What is required: For each entry below, copy the text exactly and leave out any picture.

Point localization data:
______________________________

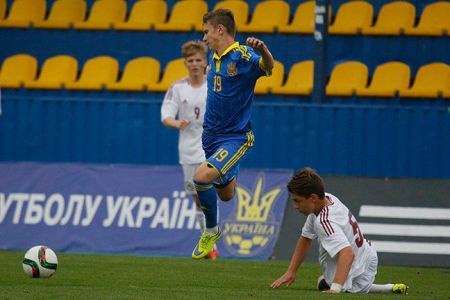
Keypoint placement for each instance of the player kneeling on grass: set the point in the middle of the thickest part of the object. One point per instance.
(348, 261)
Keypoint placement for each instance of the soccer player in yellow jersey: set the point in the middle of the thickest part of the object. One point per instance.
(227, 131)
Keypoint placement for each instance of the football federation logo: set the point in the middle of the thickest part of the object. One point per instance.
(231, 69)
(252, 226)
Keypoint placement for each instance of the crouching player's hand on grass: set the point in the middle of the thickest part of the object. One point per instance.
(287, 278)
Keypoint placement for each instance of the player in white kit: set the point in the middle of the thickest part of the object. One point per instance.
(186, 98)
(348, 260)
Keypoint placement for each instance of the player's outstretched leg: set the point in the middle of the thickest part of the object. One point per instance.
(400, 288)
(208, 200)
(396, 288)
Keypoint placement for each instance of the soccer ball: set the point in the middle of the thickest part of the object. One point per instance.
(40, 262)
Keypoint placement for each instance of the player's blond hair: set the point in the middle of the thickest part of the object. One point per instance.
(221, 16)
(307, 182)
(193, 47)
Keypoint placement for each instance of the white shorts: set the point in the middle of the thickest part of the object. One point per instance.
(362, 283)
(189, 171)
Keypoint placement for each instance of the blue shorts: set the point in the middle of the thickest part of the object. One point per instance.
(225, 152)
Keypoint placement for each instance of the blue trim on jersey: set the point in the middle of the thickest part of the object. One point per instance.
(231, 83)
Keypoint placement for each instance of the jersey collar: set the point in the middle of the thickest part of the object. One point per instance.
(234, 45)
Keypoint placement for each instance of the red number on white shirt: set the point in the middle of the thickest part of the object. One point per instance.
(197, 112)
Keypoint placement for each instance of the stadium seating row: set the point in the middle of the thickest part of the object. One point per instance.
(390, 79)
(353, 17)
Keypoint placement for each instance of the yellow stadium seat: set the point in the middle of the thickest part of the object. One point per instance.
(268, 16)
(16, 70)
(2, 9)
(96, 74)
(346, 78)
(25, 12)
(138, 74)
(55, 73)
(265, 84)
(393, 19)
(303, 20)
(387, 80)
(64, 14)
(352, 17)
(175, 70)
(144, 15)
(104, 14)
(239, 8)
(186, 15)
(431, 81)
(434, 21)
(299, 81)
(447, 93)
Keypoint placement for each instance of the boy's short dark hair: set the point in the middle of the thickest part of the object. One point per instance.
(307, 182)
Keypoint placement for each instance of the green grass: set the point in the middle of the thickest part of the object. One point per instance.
(81, 276)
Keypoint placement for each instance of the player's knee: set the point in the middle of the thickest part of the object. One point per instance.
(225, 194)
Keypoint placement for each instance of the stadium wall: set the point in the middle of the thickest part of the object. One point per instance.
(407, 219)
(337, 139)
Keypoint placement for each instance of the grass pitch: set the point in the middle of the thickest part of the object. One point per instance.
(81, 276)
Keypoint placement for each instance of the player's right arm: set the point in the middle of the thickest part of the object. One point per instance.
(300, 252)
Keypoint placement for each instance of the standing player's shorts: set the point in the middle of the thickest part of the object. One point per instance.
(225, 152)
(188, 172)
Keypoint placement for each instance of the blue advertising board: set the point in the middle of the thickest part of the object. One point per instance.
(132, 209)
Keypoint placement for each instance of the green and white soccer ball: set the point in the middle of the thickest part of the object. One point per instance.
(40, 262)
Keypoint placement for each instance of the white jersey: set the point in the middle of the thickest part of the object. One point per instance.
(188, 103)
(336, 228)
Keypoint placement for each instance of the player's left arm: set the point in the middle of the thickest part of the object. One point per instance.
(266, 57)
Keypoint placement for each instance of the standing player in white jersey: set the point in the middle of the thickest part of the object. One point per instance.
(348, 261)
(186, 98)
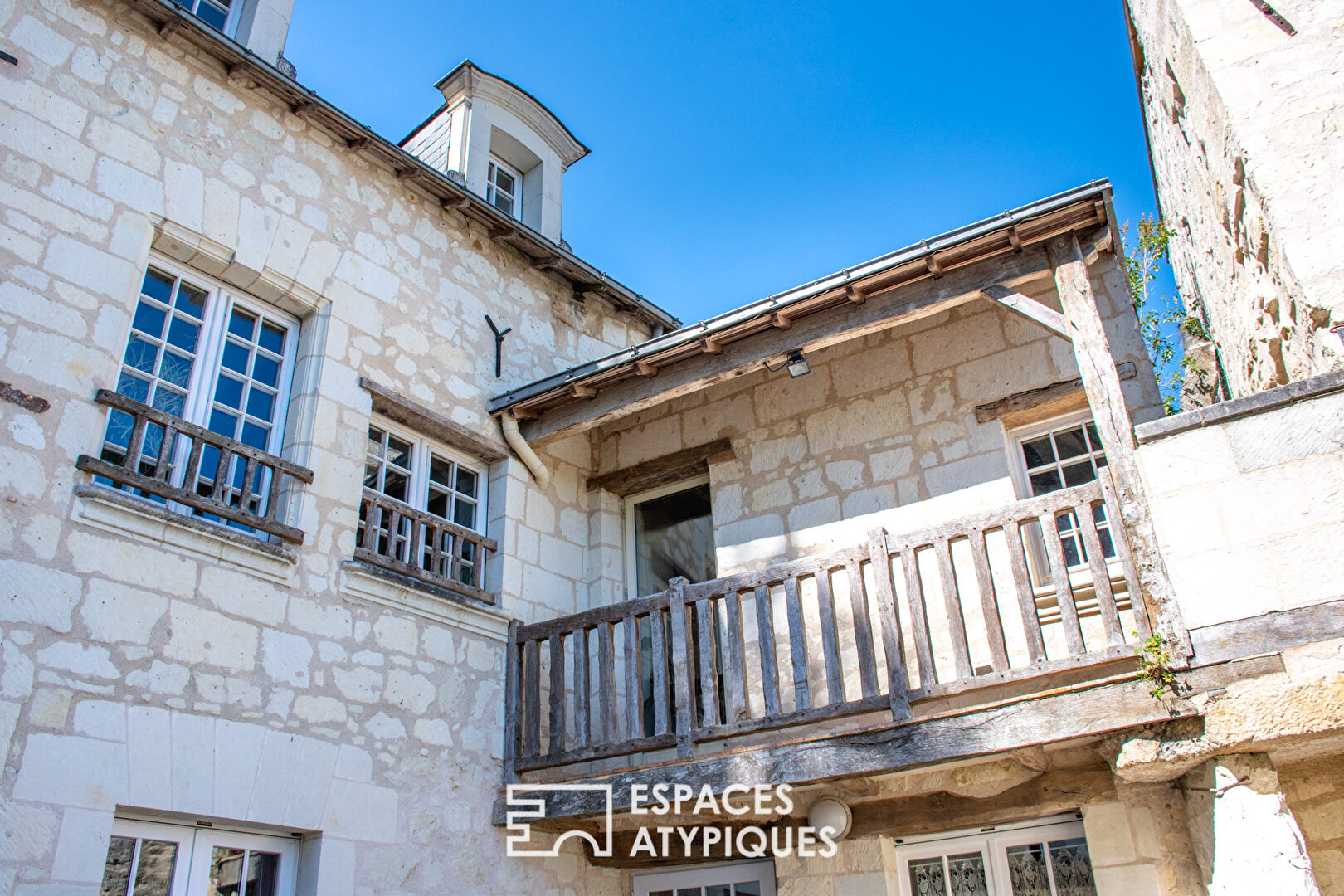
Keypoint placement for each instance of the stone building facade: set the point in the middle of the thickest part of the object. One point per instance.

______________________________

Problem solution:
Keypoint placement for each instance of the player kneeling on grass: set the point in the middle of the thickest part of the object. One point per instance.
(348, 261)
Keypoint placement for each instance of the soccer player in yellow jersey: set the point in the middle of the thickest part of the object. One point per instance.
(227, 131)
Keypoint placement for each instance of the football federation logo: set the point in the middle of the thickest part of the object. One point per instance.
(231, 69)
(252, 226)
Keypoint placement for each instance of the crouching player's hand on grass: set the point in the middle of the thickest part of the object. One point per instance.
(287, 278)
Keypoint placement for each instance of the player in white kit: set the point in the middle of the thickest part of the object. One point per instance.
(186, 98)
(348, 260)
Keypoint placement for each instance of the player's outstretched leg: set the point in the middle of the thickest part of the object. One point per instance.
(400, 288)
(208, 200)
(396, 288)
Keypoint placement for each instance of the soccer ball: set the point in the middle of the thickest part of the object. One point per instance.
(40, 262)
Keypoint placement for each instance of the player's blond hair: set the point in the middle of the thickest part of the object. One point per instance.
(221, 16)
(307, 182)
(193, 47)
Keypoint placement for each instance of the white shorts: set the point in the middle of the thickest part of the object. One point per instance.
(362, 283)
(189, 171)
Keypoint placement for each instance of the blue shorts: set the point in the middle of the thickest part of the object. One point per instance.
(225, 152)
Keypoint placement for each instance of the blue trim on jersey: set the point in the middle of the thickest part of the object. One point per instance.
(231, 83)
Keypoint placement for each instance of the jersey collar: set the point in the middle of the thickest part of the object. One point per instance.
(234, 45)
Keypoint placement for each instance of the red number on white shirt: set the point in the middle of the thickest part of the object. One point per instance.
(197, 112)
Keypoint placement for each instance of the stadium seating row: set the point in the middle of the thickest part of the object. One point per instance.
(390, 79)
(353, 17)
Keypoint placement for each instance of the yellow stadium seat: set the point in the middle of the thickest part of the object. One point per instance.
(268, 16)
(16, 70)
(2, 9)
(96, 74)
(346, 78)
(25, 12)
(138, 74)
(55, 73)
(265, 84)
(393, 19)
(303, 20)
(387, 80)
(64, 14)
(352, 17)
(175, 70)
(144, 15)
(104, 14)
(239, 8)
(186, 15)
(431, 81)
(434, 21)
(299, 81)
(447, 93)
Keypoint placement for each instance of the boy's short dark hair: set the point in the middle of the thickest part of the object. One point per instance.
(307, 182)
Keypoint placement for each instance of the green grass: set the point in the middle of the thickest part of the object. One point per instance.
(81, 276)
Keypoint placement for each instance of the player's knee: set the point in the middle of the thickest part of the object. One point per instance.
(225, 194)
Keypoint placement for each instance of the stadium wall: set the point in the middle of the thickest part of the object. One point per instance.
(407, 219)
(337, 139)
Keypoint placement for each instance of the grass pitch: set the point in the middle of the thickest part of the object. One point per instance.
(81, 276)
Keypoint placement for each instance of the player's right arm: set the point in the middle of the thickest part of the object. One point per instance.
(300, 252)
Keypoint placement for each instance of the standing player's shorts: set the point in the middle of the thickest part of the object. One point per instance.
(225, 152)
(188, 172)
Keypoint placement for each instance of the blue advertising board: set the point in the middle of the thickest part of the object. One point per instance.
(132, 209)
Keypoint placement for each instance of the green and white soccer ball: set the point in the middle of the thickest part of the object. One point per instance.
(40, 262)
Keypoint placement for each instance of the white jersey: set the point in the middle of the thickest part of the object. One point per instance.
(188, 103)
(336, 228)
Keypoint placement for each instance of the player's left arm: set the point in the middle of the thickest part of the object. One point per instance.
(266, 57)
Keypoint placement for each instance of the standing player in white jersey: set the point in the middle of the thickest part of the object. One point per instance.
(348, 261)
(186, 98)
Keypoint placement for each instance of the stone building facade: set the point in the middle of the thickest part of the object. One point per instance.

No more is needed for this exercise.